Records from a data source
_ _ _ _ _ _ _

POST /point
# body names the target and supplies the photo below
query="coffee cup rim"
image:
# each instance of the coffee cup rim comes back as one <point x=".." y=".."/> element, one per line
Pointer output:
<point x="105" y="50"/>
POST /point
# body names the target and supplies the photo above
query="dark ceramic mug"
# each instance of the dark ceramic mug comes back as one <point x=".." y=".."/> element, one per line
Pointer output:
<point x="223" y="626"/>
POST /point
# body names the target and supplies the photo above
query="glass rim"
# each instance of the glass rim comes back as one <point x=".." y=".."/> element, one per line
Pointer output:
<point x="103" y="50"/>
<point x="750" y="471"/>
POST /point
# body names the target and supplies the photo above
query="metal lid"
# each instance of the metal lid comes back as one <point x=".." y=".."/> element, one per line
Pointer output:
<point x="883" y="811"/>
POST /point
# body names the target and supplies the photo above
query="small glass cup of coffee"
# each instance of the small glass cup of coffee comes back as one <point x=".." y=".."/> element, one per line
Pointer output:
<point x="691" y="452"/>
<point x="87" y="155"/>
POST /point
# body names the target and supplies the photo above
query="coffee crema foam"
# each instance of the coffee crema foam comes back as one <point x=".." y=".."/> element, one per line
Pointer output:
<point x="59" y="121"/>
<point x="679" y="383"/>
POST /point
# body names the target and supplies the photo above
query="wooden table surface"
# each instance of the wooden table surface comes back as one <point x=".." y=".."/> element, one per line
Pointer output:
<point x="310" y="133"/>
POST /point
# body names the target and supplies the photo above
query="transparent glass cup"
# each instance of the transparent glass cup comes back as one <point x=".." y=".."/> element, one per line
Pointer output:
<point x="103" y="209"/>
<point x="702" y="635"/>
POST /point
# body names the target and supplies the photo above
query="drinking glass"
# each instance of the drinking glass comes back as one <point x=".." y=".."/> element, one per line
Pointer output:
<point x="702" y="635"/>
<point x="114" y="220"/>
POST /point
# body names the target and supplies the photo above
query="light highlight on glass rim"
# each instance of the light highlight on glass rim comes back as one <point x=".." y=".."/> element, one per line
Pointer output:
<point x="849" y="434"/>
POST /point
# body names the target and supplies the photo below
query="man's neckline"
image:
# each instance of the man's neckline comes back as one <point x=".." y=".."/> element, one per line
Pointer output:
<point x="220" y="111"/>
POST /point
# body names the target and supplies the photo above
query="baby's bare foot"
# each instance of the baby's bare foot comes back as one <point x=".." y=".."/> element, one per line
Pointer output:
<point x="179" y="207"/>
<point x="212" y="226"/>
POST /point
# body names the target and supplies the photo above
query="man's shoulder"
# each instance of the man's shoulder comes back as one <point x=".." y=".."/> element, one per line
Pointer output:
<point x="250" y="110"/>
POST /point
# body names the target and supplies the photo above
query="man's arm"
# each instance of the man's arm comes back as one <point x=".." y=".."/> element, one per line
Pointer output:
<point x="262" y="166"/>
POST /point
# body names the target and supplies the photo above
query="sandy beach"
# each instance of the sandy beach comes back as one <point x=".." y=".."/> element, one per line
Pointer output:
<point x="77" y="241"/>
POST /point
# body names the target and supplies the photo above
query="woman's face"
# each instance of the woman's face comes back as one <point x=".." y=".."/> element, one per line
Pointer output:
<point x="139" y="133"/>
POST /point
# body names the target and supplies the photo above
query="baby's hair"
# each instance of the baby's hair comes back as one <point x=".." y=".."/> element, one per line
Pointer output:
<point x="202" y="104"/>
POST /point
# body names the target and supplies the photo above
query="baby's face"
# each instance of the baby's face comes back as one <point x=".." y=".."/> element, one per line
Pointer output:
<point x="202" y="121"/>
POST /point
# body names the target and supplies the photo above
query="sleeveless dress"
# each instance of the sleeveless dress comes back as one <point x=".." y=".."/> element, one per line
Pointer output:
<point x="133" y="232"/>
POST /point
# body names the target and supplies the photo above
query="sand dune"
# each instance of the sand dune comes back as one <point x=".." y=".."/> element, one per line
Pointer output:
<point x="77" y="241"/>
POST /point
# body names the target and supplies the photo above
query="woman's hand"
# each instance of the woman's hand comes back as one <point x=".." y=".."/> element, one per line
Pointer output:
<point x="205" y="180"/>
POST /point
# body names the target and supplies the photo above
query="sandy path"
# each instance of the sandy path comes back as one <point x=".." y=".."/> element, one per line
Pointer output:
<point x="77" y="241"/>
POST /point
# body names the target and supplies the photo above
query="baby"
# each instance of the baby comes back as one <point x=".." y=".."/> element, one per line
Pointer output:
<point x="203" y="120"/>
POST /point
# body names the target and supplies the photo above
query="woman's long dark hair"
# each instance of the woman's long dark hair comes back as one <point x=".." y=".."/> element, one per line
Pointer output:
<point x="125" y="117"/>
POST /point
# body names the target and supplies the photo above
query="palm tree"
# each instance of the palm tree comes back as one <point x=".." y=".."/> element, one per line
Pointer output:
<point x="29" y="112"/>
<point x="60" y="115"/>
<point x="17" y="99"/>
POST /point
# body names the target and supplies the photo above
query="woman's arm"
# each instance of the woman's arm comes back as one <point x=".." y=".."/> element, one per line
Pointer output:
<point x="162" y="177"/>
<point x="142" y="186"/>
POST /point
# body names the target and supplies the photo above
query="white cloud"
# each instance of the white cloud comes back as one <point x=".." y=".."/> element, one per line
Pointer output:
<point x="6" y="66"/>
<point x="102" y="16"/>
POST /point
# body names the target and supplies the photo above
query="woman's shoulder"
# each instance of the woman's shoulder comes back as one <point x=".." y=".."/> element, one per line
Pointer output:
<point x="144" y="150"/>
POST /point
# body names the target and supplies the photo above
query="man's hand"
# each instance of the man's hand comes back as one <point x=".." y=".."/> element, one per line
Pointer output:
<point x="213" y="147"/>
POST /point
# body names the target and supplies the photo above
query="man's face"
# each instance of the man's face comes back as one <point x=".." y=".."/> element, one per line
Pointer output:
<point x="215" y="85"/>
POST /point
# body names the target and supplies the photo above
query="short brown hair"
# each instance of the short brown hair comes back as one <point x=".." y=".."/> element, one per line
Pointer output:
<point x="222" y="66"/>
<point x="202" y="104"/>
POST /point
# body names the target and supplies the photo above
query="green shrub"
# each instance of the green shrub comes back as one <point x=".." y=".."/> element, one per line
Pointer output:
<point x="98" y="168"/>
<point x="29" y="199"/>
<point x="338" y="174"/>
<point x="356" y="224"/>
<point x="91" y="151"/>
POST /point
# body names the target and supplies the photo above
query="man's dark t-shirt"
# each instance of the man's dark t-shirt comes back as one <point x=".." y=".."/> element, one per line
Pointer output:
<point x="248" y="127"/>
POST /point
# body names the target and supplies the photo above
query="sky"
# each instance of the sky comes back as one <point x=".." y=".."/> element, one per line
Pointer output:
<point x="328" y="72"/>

_ _ _ _ _ _ _

Where a line of the records has the string "brown", return that line.

query="short brown hair"
# each instance of the short brown hair comes back as one <point x=".." y=".."/> element, one per line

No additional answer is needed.